**Given request**
Rewrite all of the entries below with every occurrence of "coyote" renamed to "fox" and everything else left unchanged. Leave the pictures out of your output.

* Begin Data shown *

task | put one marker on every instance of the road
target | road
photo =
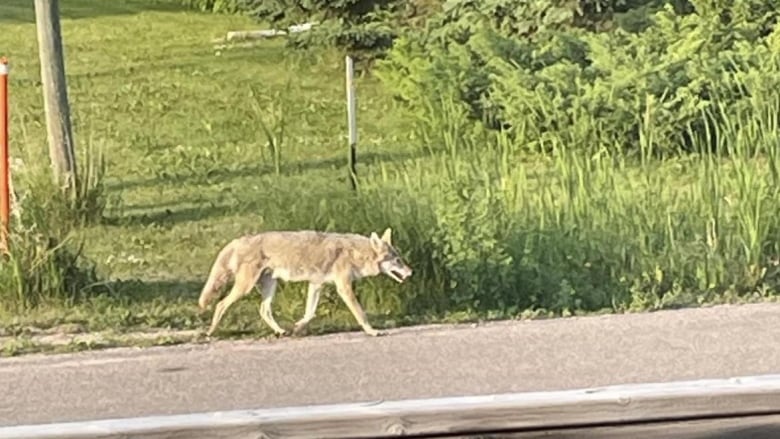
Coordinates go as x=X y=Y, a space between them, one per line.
x=420 y=362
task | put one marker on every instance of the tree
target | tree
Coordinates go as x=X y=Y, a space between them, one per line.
x=55 y=93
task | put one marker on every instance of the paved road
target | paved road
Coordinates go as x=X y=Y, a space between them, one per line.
x=409 y=363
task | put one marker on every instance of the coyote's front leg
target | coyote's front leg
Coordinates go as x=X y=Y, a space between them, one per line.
x=344 y=289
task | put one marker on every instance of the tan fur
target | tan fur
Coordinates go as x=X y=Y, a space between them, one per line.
x=316 y=257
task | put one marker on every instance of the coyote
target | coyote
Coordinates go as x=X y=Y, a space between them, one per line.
x=306 y=255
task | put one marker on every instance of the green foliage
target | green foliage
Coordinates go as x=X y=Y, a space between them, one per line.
x=363 y=27
x=533 y=174
x=539 y=77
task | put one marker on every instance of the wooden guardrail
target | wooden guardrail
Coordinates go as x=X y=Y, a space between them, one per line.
x=743 y=407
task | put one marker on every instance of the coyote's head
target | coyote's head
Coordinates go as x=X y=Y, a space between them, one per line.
x=388 y=259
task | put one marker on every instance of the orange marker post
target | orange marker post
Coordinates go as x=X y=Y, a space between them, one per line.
x=5 y=196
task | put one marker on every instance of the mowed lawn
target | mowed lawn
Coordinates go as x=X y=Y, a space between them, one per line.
x=189 y=167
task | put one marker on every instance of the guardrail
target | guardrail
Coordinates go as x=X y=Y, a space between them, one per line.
x=742 y=407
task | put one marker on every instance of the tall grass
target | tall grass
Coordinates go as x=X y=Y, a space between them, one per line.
x=44 y=264
x=570 y=230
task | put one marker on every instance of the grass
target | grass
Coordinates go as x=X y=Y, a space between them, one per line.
x=187 y=159
x=203 y=144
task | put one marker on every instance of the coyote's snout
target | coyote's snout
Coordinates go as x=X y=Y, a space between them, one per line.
x=316 y=257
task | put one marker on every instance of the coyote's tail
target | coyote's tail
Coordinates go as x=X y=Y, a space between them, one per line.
x=218 y=275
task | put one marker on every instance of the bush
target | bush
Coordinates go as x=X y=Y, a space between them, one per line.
x=618 y=87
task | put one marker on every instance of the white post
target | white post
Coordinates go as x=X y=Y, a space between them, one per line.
x=352 y=122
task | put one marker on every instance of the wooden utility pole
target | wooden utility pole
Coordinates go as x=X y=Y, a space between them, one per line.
x=55 y=92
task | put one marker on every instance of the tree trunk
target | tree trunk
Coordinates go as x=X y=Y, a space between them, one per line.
x=55 y=92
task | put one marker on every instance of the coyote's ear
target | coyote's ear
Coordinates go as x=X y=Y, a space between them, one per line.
x=386 y=236
x=376 y=242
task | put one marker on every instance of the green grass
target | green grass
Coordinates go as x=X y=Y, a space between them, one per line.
x=188 y=166
x=491 y=232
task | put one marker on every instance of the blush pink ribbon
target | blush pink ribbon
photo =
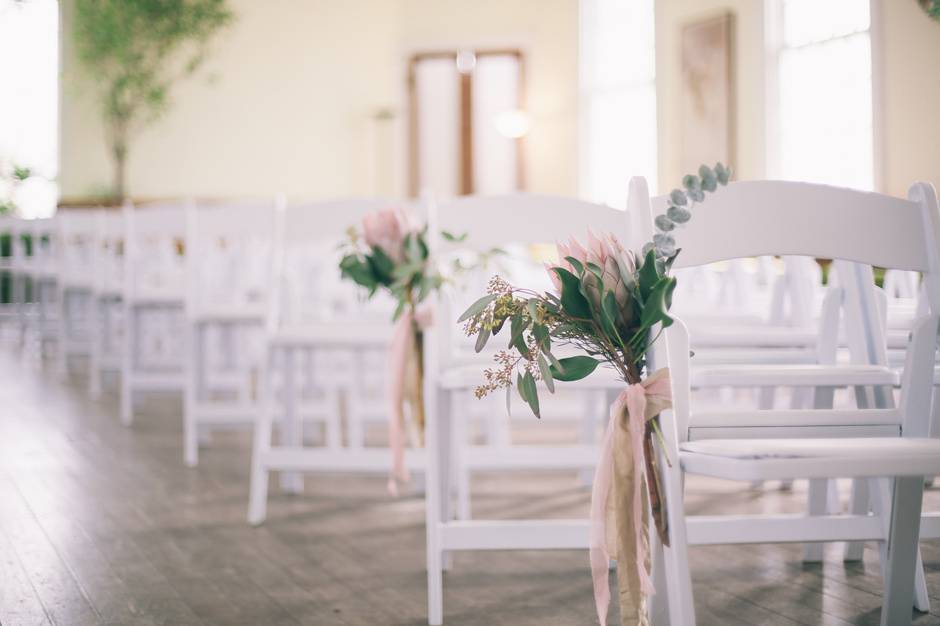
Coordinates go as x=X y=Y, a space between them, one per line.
x=657 y=388
x=402 y=344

* End Data shown *

**Solution**
task | put one marker on every instance of the road
target | road
photo =
Coordinates go as x=X y=Y, a space between them, one per line.
x=420 y=362
task | put one marker on every instance of the tree
target | tree
Coordinates go as x=X y=Y, a space between them, one per line.
x=55 y=93
task | put one marker on every instance of the paved road
target | paved road
Coordinates go as x=X y=Y, a space between them, one per line.
x=409 y=363
task | put one marker on every instance of the fox's front leg
target | fox's front leg
Coordinates go as x=X y=Y, a space between them, one per line.
x=344 y=289
task | put one marker on every instance of the tan fur
target | tan fur
Coordinates go as x=X y=Y, a space between them, one per line.
x=316 y=257
task | put one marker on every instance of the fox
target | fox
Coordinates go as x=X y=Y, a space between them, one per line.
x=306 y=255
task | put one marker on every instance of the green foliage
target | green foliage
Coordinates go as x=X y=Y, a space between them, one per line.
x=363 y=27
x=533 y=174
x=539 y=77
task | put one marker on every instance of the wooden guardrail
target | wooden guardrail
Coordinates go as x=X y=Y, a space between them, one per line.
x=743 y=407
task | put one marker on every instance of the fox's head
target | fox's head
Coordinates go as x=X y=Y, a space between them, one per line.
x=388 y=259
task | put one marker on every instance of the orange marker post
target | orange marker post
Coordinates go as x=X y=Y, a space between them, one per line.
x=5 y=196
task | put one marker on every instance of the mowed lawn
target | mowed lawn
Coordinates go as x=X y=Y, a space between them, one per line.
x=189 y=167
task | put one marker on every instance of the guardrail
target | guardrail
Coordinates go as x=X y=Y, a space between them, one per line.
x=742 y=407
task | put one marker on every instance of the tall grass
target | tall grass
Coordinates go as x=X y=Y, a space between them, one per line.
x=44 y=264
x=570 y=230
task | put one marker on every instance of the grass
target | grass
Coordinates go as x=X y=Y, a space between them, one per line.
x=187 y=159
x=203 y=144
task | put one marker on every instance of the fox's snout
target | fox's snout
Coordinates go as x=X y=Y, a space between them, one per line.
x=316 y=257
task | put one marker on every instance of the fox's tail
target | fox's tail
Coordinates go as x=X y=Y, a space between them, one per line.
x=218 y=275
task | put one marker on every instance of the bush
target | bush
Coordinates go as x=X y=Y, a space between them, one per line.
x=618 y=87
task | put one marker on every instance of the white post
target | white post
Coordinates go as x=X y=Y, a space between them, one per line.
x=352 y=122
task | put one marker on every instance of the wooden utility pole
target | wooden utility pole
Coordinates go as x=X y=Y, a space between them, one per line.
x=55 y=92
task | put one marker on every instance of the tree trunk
target | tree trunk
Coordinates go as x=X y=Y, a space between them, one per line.
x=55 y=92
task | put one marker on every instance of the fox's ear
target | fox's ear
Coordinates go as x=X y=Y, a space between them, one per line.
x=386 y=236
x=376 y=242
task | put one marker on every instance of the green grass
target | green grass
Coordinates go as x=X y=Y, a space between them, one per line.
x=188 y=166
x=491 y=232
task | put one marker on every instance of the blush pink ribbon
target | blush pink ribbon
photo =
Coordinates go as x=X y=Y, a space between them, one per line.
x=657 y=388
x=402 y=344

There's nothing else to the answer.